Here’s just a few of the performers you’ll find in The Adventures of Hercules:

Sonia Vivani, who plays Glaucia, also played the doomed sculptor in Umberto Lenzi’s infamous Nightmare City.

William Berger, who plays the villainous King Minos, appeared in several classic Spaghetti westerns, including Sabata.  Sadly, his promising career was cut short when he was framed for drug possession and spent several years in an Italian prison.  When he was finally freed, he ended up doing movies like The Adventures of Hercules.

Zeus was played by Claudio Cassinelli, an acclaimed actor who appeared in several giallo films.  He also co-starred in 1978’s infamous Mountain of the Cannibal God.

The evil High Priest was played by Venantino Venantini whose credits include everything from The Agony and the Ecstasy to Lucio Fulci’s City of the Living Dead to Umberto Lenzi’s Cannibal Ferox.

Aphrodite is played by Margit Newton, who somewhat infamously starred in what is generally considered to be the worst zombie film of all time, Hell of the Living Dead.

Serena Grandi played Euryale (a.k.a. Medusa).  Grandi is probably most remembered for his grotesque death scene in  Antropophagus.  She was also the star of one of my personal guilty pleasures, Lamberto Bava’s Delirium.

And finally, the mad scientist Dedalos was played by Eva Robbins, who achieved immortality by playing the Girl on the Beach in Dario Argento’s Tenebrae.

The Adventures of Hercules might not be “technically” a good film but it’s definitely (and rather compulsively) watchable.

_INFORMATION SHOWN:_

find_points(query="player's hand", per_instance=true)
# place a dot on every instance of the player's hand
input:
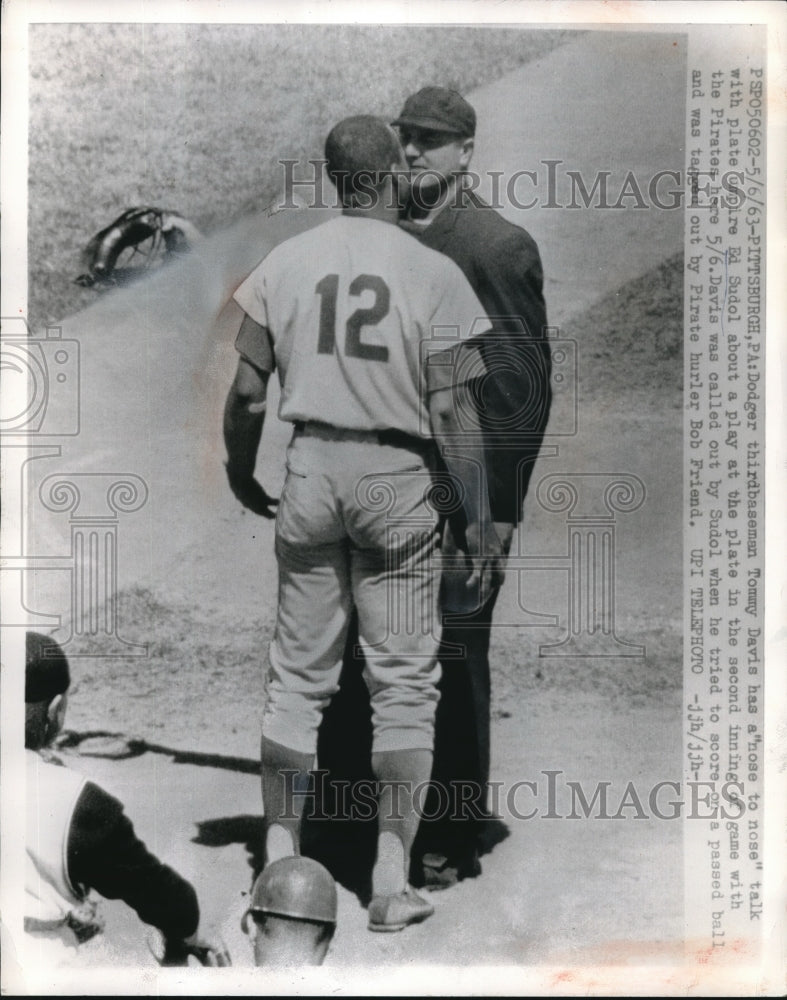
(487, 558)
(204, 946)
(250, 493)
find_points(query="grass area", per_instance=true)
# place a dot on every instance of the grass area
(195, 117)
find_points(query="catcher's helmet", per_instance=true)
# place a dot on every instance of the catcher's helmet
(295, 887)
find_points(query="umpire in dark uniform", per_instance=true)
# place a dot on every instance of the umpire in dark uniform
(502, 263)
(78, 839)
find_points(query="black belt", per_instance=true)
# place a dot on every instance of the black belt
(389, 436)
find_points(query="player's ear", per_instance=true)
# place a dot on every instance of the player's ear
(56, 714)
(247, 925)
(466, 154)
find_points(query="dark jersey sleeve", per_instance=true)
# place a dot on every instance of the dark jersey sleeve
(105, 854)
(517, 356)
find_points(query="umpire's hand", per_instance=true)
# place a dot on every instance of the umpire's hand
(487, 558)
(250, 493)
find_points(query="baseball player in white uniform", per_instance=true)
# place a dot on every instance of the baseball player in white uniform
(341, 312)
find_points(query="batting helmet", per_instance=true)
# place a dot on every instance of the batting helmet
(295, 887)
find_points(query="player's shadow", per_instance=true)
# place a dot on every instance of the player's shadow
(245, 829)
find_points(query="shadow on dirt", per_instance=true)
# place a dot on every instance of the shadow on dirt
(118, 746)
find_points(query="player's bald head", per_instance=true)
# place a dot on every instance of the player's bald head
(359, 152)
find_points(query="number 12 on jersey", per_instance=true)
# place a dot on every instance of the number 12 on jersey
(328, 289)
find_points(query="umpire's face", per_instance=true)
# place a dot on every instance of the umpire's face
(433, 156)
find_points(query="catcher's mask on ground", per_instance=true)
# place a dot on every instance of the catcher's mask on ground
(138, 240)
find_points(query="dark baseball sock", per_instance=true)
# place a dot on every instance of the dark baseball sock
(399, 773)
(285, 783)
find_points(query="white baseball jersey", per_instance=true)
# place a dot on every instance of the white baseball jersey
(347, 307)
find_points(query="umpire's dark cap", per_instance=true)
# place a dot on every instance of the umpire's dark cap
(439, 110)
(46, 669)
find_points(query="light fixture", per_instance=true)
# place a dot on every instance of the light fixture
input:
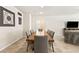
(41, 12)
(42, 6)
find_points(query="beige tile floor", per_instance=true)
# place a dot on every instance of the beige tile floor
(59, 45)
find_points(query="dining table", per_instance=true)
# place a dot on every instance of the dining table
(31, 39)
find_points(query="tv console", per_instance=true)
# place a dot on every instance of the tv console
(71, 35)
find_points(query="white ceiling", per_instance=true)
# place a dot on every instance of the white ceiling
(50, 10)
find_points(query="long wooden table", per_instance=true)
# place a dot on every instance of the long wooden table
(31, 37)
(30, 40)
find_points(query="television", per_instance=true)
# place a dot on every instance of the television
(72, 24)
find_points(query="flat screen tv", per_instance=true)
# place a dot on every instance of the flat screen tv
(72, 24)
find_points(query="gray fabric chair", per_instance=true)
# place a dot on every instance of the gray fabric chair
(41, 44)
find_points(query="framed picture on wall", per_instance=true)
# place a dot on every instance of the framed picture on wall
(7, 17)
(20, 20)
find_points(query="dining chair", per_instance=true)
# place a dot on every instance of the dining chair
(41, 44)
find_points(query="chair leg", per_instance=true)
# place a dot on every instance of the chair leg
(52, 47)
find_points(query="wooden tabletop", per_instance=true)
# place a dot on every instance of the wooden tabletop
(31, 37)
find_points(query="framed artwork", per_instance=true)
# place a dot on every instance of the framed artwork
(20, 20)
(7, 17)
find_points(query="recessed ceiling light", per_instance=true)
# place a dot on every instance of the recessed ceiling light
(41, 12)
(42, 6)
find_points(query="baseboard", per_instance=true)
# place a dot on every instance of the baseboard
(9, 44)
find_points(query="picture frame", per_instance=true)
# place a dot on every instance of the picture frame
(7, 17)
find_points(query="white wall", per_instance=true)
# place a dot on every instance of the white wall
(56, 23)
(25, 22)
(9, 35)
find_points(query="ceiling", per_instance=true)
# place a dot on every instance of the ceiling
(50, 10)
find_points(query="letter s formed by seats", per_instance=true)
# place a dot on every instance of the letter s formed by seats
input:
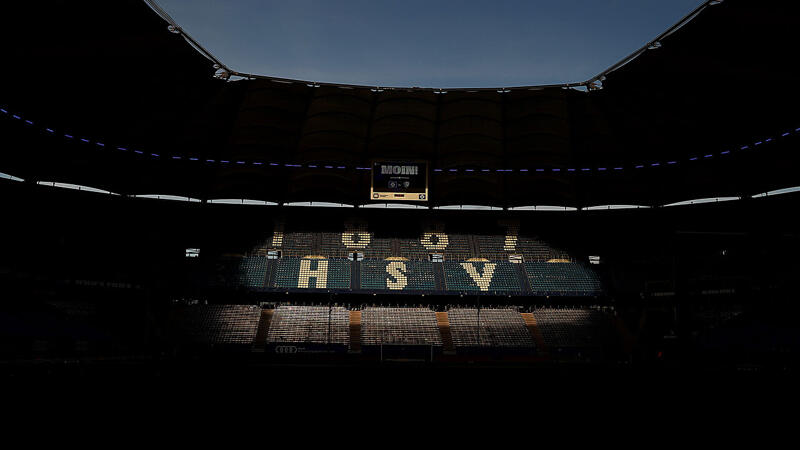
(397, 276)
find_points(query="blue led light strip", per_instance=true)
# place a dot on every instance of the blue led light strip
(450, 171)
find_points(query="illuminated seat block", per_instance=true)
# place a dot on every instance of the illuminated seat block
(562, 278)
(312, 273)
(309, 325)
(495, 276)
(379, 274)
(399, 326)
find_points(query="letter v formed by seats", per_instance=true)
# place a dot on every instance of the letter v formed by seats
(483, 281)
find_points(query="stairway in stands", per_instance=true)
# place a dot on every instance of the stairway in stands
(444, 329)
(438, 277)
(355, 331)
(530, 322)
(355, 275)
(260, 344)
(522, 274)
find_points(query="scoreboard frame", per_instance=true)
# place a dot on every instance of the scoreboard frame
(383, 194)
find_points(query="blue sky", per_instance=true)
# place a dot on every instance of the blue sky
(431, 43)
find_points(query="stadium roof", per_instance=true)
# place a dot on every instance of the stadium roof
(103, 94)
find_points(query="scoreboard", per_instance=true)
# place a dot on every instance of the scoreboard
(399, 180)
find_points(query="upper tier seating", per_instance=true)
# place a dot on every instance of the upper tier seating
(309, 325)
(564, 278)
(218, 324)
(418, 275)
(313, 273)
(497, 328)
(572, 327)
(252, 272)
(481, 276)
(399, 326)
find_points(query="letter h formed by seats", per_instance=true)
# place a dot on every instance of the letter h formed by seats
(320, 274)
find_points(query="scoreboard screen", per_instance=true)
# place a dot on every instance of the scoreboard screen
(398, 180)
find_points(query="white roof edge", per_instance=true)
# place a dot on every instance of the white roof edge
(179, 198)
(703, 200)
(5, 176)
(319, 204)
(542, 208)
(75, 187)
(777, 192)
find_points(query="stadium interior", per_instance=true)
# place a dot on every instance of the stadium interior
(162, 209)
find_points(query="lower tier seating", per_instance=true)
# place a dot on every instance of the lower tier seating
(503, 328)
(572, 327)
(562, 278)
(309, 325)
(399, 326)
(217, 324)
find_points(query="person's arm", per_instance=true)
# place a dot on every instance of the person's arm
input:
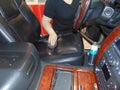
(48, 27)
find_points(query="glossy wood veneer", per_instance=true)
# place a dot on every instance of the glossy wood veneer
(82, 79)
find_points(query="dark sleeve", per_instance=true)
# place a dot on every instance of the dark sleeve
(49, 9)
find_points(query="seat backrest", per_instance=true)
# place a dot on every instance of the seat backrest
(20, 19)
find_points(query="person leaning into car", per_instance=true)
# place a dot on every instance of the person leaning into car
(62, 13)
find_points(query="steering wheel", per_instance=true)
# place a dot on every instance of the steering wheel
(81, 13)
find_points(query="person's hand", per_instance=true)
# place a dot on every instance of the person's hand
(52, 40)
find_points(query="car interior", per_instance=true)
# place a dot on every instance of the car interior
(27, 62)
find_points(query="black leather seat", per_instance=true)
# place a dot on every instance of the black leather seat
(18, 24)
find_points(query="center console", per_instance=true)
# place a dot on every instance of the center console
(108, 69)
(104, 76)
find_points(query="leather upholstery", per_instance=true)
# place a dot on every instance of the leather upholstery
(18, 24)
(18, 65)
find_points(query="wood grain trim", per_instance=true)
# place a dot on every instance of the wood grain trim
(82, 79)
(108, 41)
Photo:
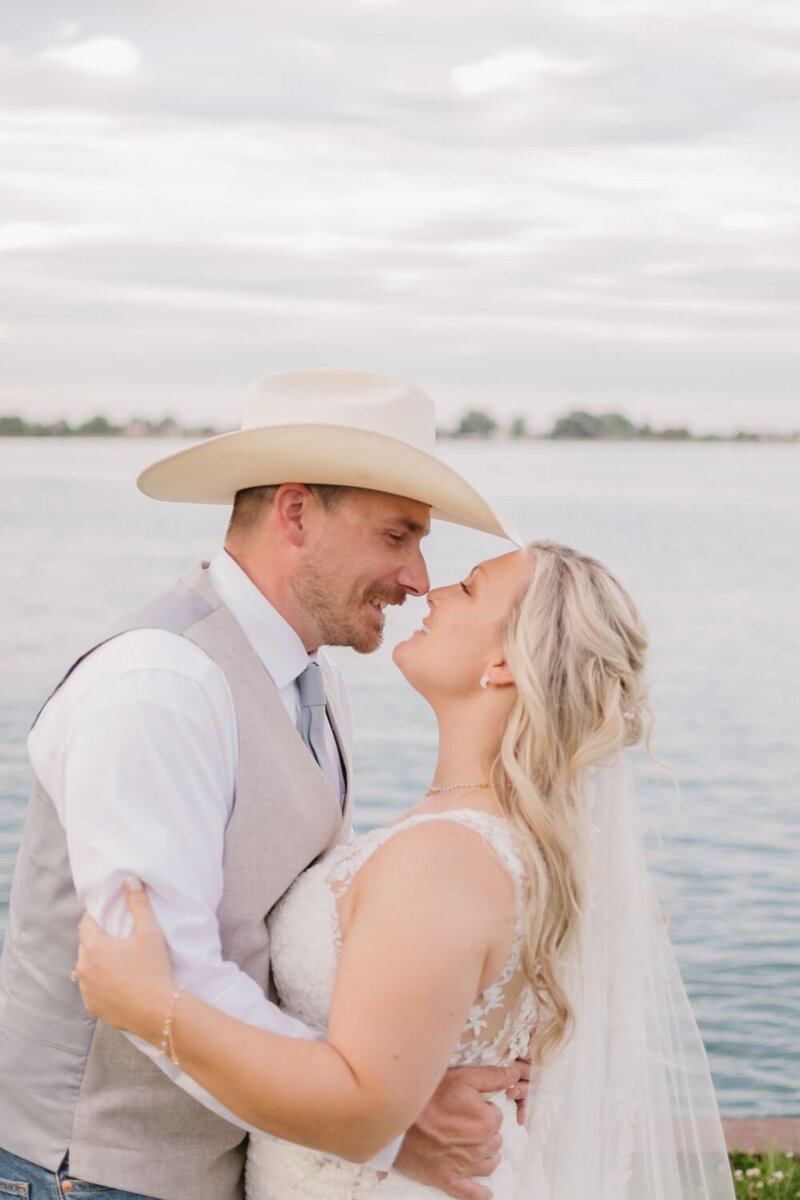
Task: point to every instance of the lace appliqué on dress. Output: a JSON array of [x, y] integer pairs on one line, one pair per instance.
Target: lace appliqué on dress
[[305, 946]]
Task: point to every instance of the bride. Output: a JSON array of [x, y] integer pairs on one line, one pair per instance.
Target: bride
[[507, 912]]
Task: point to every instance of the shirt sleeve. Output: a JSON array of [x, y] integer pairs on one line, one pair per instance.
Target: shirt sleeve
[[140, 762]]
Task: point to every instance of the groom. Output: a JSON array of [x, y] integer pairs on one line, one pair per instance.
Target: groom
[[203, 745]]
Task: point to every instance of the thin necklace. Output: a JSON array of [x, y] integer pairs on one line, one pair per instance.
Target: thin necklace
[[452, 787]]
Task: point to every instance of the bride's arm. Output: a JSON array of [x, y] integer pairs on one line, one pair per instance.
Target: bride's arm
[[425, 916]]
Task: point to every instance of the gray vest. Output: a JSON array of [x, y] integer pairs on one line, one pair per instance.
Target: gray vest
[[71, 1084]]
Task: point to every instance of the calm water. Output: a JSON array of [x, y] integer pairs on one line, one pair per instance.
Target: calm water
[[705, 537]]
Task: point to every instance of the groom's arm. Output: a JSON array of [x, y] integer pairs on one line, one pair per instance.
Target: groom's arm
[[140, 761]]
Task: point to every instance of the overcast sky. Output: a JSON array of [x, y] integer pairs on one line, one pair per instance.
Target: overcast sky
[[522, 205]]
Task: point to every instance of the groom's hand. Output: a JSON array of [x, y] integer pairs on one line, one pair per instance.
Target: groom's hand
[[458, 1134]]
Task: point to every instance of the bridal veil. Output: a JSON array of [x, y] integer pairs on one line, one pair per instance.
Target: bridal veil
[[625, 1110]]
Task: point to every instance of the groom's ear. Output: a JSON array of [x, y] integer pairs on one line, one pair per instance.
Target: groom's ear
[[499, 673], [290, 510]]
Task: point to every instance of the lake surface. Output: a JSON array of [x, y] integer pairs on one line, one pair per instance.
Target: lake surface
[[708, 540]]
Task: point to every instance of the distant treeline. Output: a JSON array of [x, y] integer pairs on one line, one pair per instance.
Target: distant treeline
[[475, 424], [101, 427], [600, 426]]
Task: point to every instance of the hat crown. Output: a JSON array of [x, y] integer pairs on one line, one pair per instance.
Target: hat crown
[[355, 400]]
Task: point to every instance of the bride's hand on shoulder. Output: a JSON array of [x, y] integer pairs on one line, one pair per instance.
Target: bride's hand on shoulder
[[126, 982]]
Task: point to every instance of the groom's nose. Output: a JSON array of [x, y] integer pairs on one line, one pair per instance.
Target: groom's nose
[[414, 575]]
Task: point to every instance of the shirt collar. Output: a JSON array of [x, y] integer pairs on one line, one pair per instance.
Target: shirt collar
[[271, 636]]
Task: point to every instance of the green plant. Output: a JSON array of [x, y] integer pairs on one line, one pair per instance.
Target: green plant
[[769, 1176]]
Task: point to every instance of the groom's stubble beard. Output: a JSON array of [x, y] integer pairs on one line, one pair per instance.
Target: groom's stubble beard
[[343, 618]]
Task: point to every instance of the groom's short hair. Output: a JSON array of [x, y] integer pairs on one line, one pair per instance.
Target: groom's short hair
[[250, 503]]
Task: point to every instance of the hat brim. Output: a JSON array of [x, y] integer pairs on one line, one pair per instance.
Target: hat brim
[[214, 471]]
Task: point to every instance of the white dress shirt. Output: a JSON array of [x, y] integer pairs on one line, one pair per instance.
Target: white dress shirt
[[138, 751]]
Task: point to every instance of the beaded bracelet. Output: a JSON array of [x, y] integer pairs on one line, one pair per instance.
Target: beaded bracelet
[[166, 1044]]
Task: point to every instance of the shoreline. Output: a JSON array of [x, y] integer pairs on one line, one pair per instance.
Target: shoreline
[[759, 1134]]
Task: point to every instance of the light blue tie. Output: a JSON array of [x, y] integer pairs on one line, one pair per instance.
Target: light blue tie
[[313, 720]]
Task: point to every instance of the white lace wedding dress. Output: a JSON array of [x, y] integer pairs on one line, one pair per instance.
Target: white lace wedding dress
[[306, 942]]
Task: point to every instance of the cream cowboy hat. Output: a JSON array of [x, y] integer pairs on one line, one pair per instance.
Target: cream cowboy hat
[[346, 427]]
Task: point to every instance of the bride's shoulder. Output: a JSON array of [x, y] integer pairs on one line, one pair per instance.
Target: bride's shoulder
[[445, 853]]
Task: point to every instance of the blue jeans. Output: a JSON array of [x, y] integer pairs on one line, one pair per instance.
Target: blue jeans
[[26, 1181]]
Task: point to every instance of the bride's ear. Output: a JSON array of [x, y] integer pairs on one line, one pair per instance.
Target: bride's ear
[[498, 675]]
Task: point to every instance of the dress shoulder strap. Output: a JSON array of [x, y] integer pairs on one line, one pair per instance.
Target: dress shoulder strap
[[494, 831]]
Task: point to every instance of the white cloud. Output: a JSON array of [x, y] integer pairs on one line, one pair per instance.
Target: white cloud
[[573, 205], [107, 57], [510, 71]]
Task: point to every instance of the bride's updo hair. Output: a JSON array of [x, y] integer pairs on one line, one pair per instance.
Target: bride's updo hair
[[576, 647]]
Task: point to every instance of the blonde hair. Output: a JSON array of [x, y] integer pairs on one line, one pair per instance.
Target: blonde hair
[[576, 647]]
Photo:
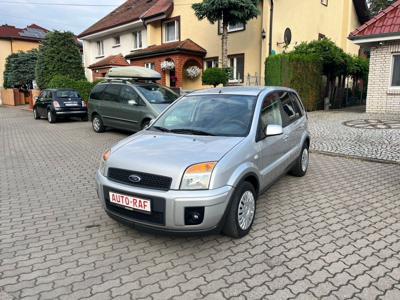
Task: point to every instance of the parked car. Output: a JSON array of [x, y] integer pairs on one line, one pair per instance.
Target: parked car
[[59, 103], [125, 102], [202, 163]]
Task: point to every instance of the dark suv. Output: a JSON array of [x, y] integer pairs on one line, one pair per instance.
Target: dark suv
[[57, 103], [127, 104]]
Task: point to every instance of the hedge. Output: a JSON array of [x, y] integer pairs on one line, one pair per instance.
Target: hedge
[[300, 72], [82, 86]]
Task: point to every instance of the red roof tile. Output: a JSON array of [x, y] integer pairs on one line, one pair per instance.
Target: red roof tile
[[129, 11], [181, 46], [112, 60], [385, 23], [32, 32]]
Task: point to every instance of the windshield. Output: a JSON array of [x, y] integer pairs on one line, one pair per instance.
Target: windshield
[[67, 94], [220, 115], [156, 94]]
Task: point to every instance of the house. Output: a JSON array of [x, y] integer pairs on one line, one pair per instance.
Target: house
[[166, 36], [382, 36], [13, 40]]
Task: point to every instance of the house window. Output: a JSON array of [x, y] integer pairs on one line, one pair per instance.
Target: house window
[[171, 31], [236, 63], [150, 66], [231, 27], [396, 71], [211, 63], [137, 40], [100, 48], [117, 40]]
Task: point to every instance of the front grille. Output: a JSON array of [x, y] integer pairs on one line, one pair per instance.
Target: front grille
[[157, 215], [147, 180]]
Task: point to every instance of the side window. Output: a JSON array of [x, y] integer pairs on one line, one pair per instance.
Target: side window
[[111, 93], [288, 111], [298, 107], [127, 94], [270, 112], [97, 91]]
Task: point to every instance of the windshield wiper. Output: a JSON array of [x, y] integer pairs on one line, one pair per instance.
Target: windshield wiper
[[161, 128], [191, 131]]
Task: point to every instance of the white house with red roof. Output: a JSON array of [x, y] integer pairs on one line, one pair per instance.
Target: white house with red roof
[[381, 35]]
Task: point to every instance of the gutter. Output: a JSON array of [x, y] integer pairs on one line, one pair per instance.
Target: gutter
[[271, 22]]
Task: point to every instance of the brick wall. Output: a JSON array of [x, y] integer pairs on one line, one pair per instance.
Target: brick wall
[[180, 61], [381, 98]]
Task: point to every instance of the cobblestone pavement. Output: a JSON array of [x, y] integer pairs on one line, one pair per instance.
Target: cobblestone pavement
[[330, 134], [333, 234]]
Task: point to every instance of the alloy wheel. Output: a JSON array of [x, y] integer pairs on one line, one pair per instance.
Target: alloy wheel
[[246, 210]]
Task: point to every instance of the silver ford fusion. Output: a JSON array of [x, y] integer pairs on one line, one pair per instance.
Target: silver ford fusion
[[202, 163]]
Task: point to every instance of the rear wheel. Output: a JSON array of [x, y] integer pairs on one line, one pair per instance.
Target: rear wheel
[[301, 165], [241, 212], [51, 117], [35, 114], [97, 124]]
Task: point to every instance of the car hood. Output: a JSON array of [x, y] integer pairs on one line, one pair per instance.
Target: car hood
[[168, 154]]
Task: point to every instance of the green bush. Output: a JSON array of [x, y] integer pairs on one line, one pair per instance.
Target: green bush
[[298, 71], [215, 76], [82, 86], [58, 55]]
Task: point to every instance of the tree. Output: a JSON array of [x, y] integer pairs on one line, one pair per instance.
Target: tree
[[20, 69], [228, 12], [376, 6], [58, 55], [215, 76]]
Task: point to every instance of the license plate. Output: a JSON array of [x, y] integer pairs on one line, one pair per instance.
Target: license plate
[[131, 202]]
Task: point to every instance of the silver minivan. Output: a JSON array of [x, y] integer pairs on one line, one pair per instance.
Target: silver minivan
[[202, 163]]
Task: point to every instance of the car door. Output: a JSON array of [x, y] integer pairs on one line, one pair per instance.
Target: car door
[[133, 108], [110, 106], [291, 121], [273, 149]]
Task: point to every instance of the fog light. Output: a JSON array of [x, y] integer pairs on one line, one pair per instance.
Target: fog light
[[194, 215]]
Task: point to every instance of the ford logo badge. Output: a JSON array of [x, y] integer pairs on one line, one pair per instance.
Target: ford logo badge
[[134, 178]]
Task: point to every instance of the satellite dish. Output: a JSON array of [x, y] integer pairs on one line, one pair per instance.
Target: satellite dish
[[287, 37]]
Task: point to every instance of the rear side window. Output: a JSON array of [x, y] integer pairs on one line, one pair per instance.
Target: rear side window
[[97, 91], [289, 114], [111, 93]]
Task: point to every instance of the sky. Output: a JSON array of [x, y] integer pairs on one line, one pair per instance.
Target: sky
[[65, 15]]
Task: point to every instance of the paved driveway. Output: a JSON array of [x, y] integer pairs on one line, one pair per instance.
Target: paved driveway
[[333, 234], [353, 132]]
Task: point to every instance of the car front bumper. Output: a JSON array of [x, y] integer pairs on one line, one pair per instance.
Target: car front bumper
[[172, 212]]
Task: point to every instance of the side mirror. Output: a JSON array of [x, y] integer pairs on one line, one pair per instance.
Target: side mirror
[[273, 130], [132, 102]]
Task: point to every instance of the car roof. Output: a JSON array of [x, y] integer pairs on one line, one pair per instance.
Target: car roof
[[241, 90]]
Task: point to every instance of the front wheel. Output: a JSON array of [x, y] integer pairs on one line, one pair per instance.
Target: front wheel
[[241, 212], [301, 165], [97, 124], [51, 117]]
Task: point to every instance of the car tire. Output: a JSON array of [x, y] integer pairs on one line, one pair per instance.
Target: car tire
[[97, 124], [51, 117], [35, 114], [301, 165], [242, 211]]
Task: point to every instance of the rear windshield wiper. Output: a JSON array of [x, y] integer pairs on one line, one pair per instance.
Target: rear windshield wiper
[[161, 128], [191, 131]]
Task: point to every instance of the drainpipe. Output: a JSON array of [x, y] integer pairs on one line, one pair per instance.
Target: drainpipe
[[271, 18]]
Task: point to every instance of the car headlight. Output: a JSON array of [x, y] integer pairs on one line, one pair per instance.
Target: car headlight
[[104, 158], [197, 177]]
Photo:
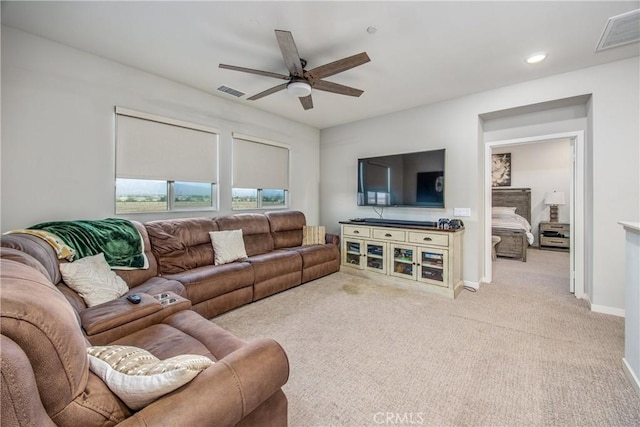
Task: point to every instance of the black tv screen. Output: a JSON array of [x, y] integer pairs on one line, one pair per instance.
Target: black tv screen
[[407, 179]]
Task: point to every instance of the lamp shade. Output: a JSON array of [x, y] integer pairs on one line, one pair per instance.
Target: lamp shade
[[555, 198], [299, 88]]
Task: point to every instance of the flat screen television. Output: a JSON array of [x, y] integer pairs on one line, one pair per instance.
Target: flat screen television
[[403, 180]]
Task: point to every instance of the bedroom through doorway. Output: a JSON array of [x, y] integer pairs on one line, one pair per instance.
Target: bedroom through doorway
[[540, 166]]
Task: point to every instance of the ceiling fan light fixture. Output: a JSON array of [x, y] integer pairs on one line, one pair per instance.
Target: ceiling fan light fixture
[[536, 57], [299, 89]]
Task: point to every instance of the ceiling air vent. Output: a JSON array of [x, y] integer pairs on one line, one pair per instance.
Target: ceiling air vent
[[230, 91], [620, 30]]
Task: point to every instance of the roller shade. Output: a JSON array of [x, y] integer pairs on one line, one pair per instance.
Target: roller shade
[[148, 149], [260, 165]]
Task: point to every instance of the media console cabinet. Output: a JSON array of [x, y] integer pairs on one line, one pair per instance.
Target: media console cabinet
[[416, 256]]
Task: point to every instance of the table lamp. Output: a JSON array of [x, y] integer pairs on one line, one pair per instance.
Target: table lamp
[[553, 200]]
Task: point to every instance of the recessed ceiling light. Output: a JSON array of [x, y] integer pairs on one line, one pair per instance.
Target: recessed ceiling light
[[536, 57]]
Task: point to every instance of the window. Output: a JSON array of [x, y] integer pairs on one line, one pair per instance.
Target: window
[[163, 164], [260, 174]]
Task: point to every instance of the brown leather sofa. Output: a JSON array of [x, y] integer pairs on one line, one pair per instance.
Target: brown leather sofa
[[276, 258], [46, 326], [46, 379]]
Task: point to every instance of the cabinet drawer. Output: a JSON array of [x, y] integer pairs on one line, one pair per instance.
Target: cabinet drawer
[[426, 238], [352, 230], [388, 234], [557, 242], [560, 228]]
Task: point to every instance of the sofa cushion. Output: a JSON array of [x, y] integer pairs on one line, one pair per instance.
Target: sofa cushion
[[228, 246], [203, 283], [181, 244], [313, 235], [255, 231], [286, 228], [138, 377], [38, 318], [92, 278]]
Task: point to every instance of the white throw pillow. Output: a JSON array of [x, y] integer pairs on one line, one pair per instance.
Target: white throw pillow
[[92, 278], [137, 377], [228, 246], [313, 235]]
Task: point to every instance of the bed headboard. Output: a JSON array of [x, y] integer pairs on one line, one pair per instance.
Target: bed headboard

_REQUESTS:_
- 1) Render this sentence from the Hercules cast list in Spanish: "Zeus was played by Claudio Cassinelli, an acclaimed actor who appeared in several giallo films."
- 2) From the Hercules cast list, transcribe the passage word for word, starting at "Zeus was played" and ending after "the Cannibal God.".
- 3) According to the Hercules cast list, which character does Eva Robbins play in The Adventures of Hercules?

_ANSWERS TO THE EXERCISES:_
- 1) Zeus fue interpretado por Claudio Cassinelli, un aclamado actor que apareció en varias películas giallo.

- 2)
Zeus was played by Claudio Cassinelli, an acclaimed actor who appeared in several giallo films.  He also co-starred in 1978’s infamous Mountain of the Cannibal God.

- 3) The mad scientist Dedalos.